EXTRACTED RECORDS
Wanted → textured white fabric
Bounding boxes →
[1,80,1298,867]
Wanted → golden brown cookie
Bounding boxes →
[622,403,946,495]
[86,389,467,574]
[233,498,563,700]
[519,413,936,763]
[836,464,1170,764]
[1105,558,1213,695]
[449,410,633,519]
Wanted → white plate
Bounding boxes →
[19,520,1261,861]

WHAT YOU WILL DO
Everything in the material above needs to be transcribed exactly.

YOUR RESPONSE
Wanted → textured white fabric
Bounding boxes →
[1,80,1298,867]
Wanted → golden brown cookie
Bounding boxes →
[622,403,946,495]
[86,389,467,574]
[233,498,563,700]
[519,413,936,763]
[836,464,1170,764]
[1105,558,1213,695]
[449,410,633,519]
Wanted → white plate
Bounding boxes →
[19,520,1261,861]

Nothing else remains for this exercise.